It’s never ideal to begin a profile with a spoiler warning, even if as spoilers go this one is hardly up there with the identity of Keyser Söze in The Usual Suspects or revealing what time Godot turns up. Indeed, I’m unsure if the following scene description counts as spoiler but best to err on the side of caution: so if you’re yet to watch the eighth episode of Ted Lasso’s second season, and you wish to do so with zero foreknowledge of its events, then skip the next two paragraphs.
Here’s the scene: in the dressing room of AFC Richmond, star striker Jamie Tartt is visited by his abusive father before a match. Tartt Senior is a nasty piece of work: he berates and mocks his son in front of his teammates, ultimately causing Jamie to punch him to the floor. As his father is bundled from the dressing room, a distraught Jamie stands in silent shock. Then Roy Kent, Jamie’s former rival and current coach, a man so tough he probably wrestles grizzly bears in his downtime, steps forward to seize his friend in a tight embrace and Jamie breaks down sobbing on his shoulder.
YouTube channel My Little Thought Tree, in which a professional counsellor analyses films and TV series, cites this scene in their video essay The Healthy Masculinity of Ted Lasso. “Punching his dad isn’t played as some triumphant, one-upping moment… We don’t hail Jamie for this great show of strength. Much more realistically, and very maturely of the writers, it’s both a positive to stand up to him, but also very tragic and sad to be in a position where you are punching your dad. Of course Jamie cries; of course he needs to be hugged…”
We’ll return to Ted Lasso later, but for the uninitiated who chose to read them, hopefully those two paragraphs gave you a sense of the show and its success – psychoanalytical video essays are rarely made about stuff that nobody has watched. What words can’t covey, however, is Phil Dunster’s heartbreaking performance as Jamie in this scene: the optical turmoil in his otherwise masklike face, the tension in his body so great it looks like it might shatter.
Happily the interview with Dunster passed more agreeably than Jamie’s encounter with his father – he was tense, sure, but not that tense, and while he threatened to punch me a couple of times, the coward never dared to follow through. I jest, of course: Dunster was charm personified, a gentleman so agreeable you suspect he could make friends in a snake pit. When I arrive at the Clapton pub that serves as our meeting point, he greets me by name and apologises for not having a drink waiting for me. His is a Coke, possibly Diet: I imagine Dunster has a fairly stringent fitness regime and besides, it’s a Monday.
Mondays are never ideal for interviews but Monday is the only space in the Dunster diary; the man has a lot going on, most notably the filming of Ted Lasso season three to finish. But there’s also his prominent role as Mike Stephens in Stephen Moffat’s recent thriller The Devil’s Hour, itself renewed for a further two seasons. And the recently completed short film Pragma, directed by his partner Ellie Heydon, which Dunster both starred in and co-produced. Oh, and earlier this year Dunster walked 108 miles for the Red Cross to raise money for refugees. (Technically ‘cycling, jogging, walking, crawling’ according to his fundraising page.)
-.-.-
=== Given exercise ===
Please copy word for word the stretch of the Phil Dunster profile from "Here’s the scene: in" through "on his shoulder.". The material is not needed.

=== Material ===
-.-.-
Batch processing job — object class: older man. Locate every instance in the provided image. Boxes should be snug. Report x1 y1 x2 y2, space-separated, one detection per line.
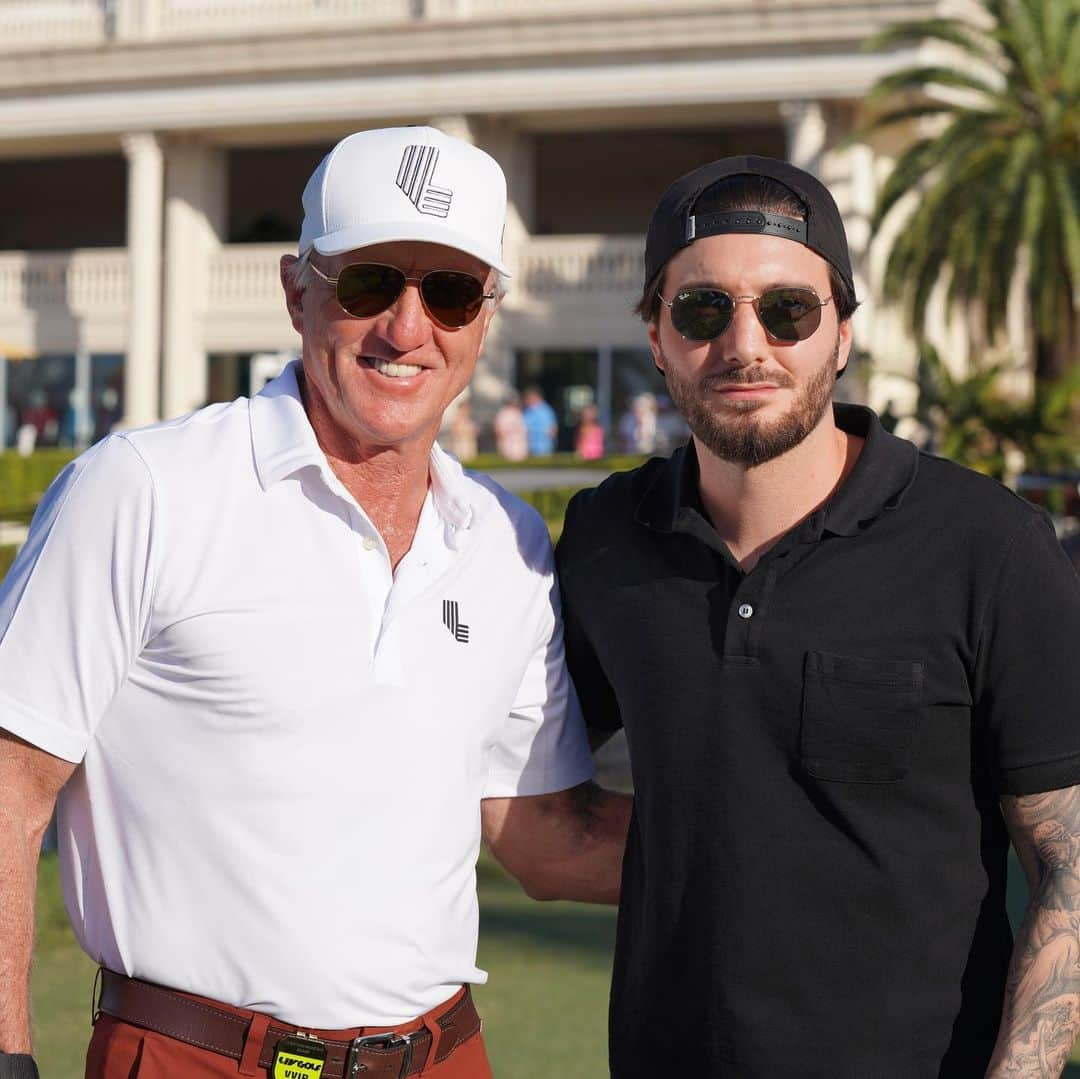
-.-.-
=== Full response ===
Here’s the scene: in the dressing room of AFC Richmond, star striker Jamie Tartt is visited by his abusive father before a match. Tartt Senior is a nasty piece of work: he berates and mocks his son in front of his teammates, ultimately causing Jamie to punch him to the floor. As his father is bundled from the dressing room, a distraught Jamie stands in silent shock. Then Roy Kent, Jamie’s former rival and current coach, a man so tough he probably wrestles grizzly bears in his downtime, steps forward to seize his friend in a tight embrace and Jamie breaks down sobbing on his shoulder.